-------- READING PASSAGE

As of right now, my Kmeans clustering file (Appendix/DataPreparation/KMeans_Data_Prep.py) uses;
- StandardScaler(),
- No PCA used to generate clusters,
- n_init = 50,

In an attempt to improve the Directional Accuracy and decrease the MAE and RMSE values; I will try:
- changing the StandardScaler() to RobustScaler(),
- implement PCA within the cluster generation,
- changing the n_init value to 20 and 
- changing the n_init value to 30 


Below I've detailed my experimentation journey for each experiment attempted. 

#### RobustScaler (aka Robust):

Within my KMeans_Data_Prep, I changed the scaler used on line 42 from StandardScaler() to RobustScaler() (Appendix/Experimentation/KMeans_Data_Prep_robustScaler). And changed the scaler used in the prediction file (Appendix/Experimentation/student_kmeans_multvariate_robust.py) which runs the mltester functionality on my computed timeseries. I decided to try replacing StandardScaler() with RobustScaler() as StandardScaler() (according to GeeksForGeeks [7]), "subtracts the mean of the data and divides it by standard deviation. This centers the data around zero and standardizes the variablity". It is more sensitive to outliers. Whereas RobustScaler "subtracts the median of data and divides by interquartile range (IQR) which helps in reducing the effect of outliers why maintaining distribution of non-outlier values." I expect that RobustScaler will produce better results as it will make the prediction class less sensitve to extreme events.

#### PCA:
Within my KMeans_Data_Prep, I've added PCA (principle component analysis) for dimensionality reduction and to help "reduce the number of features in a dataset while keeping the most important information"  according to GeeksForGeeks[8]. This in itself can lead to less noise and redundant information, resulting in cleaner, more stable clusters. PCA also looks to mitigate the curse of dimensionality , as in high-dimensional spaces data can become sparse and can lead to overfitting. I expect the inclusion of PCA to produce better results due to noise reduction.

#### n_init20 (aka Init20) and n_init30 (aka Init30)
Within my KMeans_Data_Prep, I've changed the n_init value from 50 to 20 and 30 by changing the n_init parameter within the kmeans initialisation (line 55).
The n_init parameter is defined as the "Number of times the k-means algorithm is run with different centroid seeds" according to the scikit-learn docs[9]. For this parameter (for both n_init=20 and n_init=30), I am expecting similar results to my current prediction class results: ""Results/student_kmeans_standardscaler_init50_NOpca_results.csv" (printed above this cell).


#### Directional Accuracy Results

![directional_accuracy_zoomed.png](Appendix/Images/directional_accuracy_zoomed1.png)

----------------

TASK PROMPT - Could you carry on the write-up on the KMeans clustering experiments from the point where it stops? The items on this page aren't needed for anything here.

-------- EXTRACTED RECORDS

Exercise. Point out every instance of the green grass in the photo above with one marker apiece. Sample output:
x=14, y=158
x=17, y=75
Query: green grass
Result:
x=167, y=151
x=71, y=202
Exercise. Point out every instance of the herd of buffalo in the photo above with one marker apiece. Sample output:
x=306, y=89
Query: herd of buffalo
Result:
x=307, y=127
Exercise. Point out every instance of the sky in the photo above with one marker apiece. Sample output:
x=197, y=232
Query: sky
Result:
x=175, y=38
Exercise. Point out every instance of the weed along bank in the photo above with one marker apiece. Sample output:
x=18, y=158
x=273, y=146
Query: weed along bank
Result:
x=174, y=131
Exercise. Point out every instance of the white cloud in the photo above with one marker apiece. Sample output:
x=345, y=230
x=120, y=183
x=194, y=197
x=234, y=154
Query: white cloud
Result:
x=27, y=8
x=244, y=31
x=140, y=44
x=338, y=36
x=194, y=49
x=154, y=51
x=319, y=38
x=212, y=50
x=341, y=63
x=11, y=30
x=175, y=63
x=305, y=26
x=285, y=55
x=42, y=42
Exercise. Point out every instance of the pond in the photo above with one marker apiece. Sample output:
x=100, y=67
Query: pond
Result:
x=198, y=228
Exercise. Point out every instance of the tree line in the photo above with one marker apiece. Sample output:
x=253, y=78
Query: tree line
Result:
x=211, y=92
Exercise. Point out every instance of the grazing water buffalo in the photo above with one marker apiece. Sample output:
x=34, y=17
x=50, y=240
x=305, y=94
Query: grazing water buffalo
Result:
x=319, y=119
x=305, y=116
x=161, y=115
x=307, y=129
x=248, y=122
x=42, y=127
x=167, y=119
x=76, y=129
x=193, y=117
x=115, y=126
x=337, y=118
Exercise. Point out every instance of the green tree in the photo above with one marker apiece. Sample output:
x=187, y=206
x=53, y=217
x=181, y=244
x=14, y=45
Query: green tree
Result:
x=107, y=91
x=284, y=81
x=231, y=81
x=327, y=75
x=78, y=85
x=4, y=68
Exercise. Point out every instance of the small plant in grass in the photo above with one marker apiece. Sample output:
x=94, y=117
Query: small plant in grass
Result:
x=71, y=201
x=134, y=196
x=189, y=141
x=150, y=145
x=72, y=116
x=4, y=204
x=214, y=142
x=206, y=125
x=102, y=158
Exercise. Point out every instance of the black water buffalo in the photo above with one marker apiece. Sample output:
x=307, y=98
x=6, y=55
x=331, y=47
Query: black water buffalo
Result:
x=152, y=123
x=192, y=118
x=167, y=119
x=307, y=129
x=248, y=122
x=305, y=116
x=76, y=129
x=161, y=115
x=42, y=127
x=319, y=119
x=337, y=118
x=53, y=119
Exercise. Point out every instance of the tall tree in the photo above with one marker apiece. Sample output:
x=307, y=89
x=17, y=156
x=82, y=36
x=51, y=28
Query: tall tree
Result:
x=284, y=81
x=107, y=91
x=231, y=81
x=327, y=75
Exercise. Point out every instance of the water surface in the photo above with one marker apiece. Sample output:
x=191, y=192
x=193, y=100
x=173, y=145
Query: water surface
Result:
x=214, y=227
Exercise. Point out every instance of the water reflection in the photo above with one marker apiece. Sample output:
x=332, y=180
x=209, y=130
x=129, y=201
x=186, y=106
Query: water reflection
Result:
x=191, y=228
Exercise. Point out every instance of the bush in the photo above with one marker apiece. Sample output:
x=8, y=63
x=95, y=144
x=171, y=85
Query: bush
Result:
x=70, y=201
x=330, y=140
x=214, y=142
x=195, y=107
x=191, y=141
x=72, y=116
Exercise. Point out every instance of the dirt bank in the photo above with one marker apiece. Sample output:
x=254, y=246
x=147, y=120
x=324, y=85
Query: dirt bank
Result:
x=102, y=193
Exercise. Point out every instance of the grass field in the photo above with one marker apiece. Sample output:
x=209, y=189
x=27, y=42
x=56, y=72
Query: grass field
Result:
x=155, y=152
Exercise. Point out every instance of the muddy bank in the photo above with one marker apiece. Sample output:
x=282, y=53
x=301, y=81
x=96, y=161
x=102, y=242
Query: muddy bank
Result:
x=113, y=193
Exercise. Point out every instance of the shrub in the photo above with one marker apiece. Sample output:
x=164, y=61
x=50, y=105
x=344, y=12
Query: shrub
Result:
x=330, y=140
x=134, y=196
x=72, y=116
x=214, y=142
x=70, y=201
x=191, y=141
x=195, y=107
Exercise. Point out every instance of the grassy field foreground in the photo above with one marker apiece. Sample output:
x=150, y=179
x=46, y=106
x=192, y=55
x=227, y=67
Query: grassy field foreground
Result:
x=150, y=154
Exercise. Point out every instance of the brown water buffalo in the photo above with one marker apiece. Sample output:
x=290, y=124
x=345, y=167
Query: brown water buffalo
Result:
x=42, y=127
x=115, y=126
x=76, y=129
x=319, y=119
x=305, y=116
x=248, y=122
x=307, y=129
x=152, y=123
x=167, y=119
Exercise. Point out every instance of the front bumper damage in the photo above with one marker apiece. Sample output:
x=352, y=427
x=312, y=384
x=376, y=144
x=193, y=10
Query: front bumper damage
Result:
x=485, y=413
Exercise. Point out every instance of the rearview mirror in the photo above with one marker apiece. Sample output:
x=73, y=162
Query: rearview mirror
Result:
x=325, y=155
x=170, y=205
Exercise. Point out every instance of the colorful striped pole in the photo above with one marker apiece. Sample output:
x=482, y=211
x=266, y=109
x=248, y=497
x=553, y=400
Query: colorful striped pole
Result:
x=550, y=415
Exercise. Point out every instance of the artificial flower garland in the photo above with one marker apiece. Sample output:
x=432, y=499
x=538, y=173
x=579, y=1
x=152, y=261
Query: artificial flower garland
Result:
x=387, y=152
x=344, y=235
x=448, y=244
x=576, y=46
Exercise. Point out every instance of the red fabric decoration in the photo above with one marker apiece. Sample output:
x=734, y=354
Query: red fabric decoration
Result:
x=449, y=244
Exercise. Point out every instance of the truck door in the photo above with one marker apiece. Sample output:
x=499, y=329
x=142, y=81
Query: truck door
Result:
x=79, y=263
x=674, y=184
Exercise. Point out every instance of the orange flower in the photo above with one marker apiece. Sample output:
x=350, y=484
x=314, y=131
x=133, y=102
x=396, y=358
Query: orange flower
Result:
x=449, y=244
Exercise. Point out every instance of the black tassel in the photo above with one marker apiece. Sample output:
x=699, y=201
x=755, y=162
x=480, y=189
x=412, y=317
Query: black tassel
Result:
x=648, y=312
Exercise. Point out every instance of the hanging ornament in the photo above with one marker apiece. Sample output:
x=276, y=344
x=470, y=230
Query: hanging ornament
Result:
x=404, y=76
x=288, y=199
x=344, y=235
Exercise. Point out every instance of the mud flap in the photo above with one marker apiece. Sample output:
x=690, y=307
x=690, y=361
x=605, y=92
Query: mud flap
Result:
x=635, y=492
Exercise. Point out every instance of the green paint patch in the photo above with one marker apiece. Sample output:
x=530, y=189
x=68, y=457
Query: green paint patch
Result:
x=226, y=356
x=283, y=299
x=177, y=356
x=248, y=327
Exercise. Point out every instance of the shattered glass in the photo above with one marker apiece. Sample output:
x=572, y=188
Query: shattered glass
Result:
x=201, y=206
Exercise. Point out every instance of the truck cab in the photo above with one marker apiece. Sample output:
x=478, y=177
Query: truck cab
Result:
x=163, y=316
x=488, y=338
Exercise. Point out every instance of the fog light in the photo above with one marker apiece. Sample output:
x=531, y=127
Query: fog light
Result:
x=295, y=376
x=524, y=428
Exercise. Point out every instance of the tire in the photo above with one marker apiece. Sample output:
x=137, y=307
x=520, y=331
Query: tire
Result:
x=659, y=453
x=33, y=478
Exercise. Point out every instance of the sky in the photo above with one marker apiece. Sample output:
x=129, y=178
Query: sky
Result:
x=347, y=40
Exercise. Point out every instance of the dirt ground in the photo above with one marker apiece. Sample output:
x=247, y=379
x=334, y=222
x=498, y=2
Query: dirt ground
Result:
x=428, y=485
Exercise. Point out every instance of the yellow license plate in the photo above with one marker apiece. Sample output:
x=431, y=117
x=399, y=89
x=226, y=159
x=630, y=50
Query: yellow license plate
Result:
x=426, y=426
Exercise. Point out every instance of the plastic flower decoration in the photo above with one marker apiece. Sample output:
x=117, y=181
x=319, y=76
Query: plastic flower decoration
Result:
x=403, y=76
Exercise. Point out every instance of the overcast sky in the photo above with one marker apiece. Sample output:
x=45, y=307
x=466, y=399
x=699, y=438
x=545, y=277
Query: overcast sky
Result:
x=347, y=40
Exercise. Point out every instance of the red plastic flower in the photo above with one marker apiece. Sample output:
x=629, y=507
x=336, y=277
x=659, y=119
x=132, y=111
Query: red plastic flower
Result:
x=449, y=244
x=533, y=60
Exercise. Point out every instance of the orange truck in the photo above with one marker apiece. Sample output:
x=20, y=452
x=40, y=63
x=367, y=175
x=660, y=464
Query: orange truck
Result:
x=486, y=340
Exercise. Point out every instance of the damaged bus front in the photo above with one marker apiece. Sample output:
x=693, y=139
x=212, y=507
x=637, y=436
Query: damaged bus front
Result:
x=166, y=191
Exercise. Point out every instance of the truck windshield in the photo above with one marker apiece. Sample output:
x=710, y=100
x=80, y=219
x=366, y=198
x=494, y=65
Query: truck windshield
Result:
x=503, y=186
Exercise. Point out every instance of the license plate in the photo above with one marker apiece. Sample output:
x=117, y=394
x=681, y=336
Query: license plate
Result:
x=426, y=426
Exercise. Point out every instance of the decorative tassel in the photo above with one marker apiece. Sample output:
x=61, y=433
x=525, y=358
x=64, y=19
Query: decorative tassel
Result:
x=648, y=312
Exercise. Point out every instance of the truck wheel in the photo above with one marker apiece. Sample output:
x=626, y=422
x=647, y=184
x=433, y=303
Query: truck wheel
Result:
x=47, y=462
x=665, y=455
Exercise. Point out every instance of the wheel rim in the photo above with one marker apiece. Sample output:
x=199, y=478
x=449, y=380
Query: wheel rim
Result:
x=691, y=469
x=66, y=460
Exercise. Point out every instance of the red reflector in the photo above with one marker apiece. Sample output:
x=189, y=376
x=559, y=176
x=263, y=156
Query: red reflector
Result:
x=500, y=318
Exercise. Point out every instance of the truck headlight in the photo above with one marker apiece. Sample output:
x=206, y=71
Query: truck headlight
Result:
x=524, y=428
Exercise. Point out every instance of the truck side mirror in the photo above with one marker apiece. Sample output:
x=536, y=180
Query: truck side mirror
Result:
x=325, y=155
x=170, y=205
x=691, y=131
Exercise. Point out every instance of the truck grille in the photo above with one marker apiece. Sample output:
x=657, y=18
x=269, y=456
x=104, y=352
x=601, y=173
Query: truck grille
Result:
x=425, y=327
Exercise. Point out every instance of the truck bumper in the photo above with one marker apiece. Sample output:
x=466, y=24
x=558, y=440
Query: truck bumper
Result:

----------------

OUTPUT FOR THIS EXERCISE -
(The above graph is zoomed in for easier distinction between bars)



From the results; 
- Both the Init20 and Init30 have the same averages as each other across the differing k values, indicating that changing the n_init value does not make a difference to the directional accuracy.
- For PCA addtion in regime detection; it has a high DirAcc in k=2 and k=3, then second highest in k=4, but stil higher than my original kmeans code. 
- For RobustScaler; it is the lowest scoring method for DirAcc in k=2, the same as other  for k=3 but has the highest score for k=4.
- For my original student kmeans, it has a high DirAcc in k=2 and k=3, but then has the lowest DirAcc overall in K=4, indicating that my baseline clustering has become unstable at higher K values.

Worst performing was Robust in K=2, then for k=4 it was init20, init 30 and my kmeans student.

Overall I have found that regimes can improve predictional accuracy. For K=2, the highest directional accuracy is given by init20, init30, PCA and my original kmeans student. DirAcc is the same across all methods at k=3 and then Robust has the highest DirAcc at K=4.

#### MAE Results

![mae_zoomed.png](Appendix/Images/mae_zoomed1.png)
(The above graph is zoomed in for easier distinction between bars)

From the results:
- Similar to DirAcc, both the Init20 and Init30 have the same averages for MAE as each other for the differing K values, indicating that changing the n_init value does not make a difference to MAE score.
- PCA has the third highest MAE score for k=2, then the highest MAE for k=3, then second lowest for k=4.
- Robust has the lowest MAE score overall at all k values.
- My original kmeans student has the highest MAE at k=2, second highest at k=3 and has the same MAE value as init20 and init30 at k=4.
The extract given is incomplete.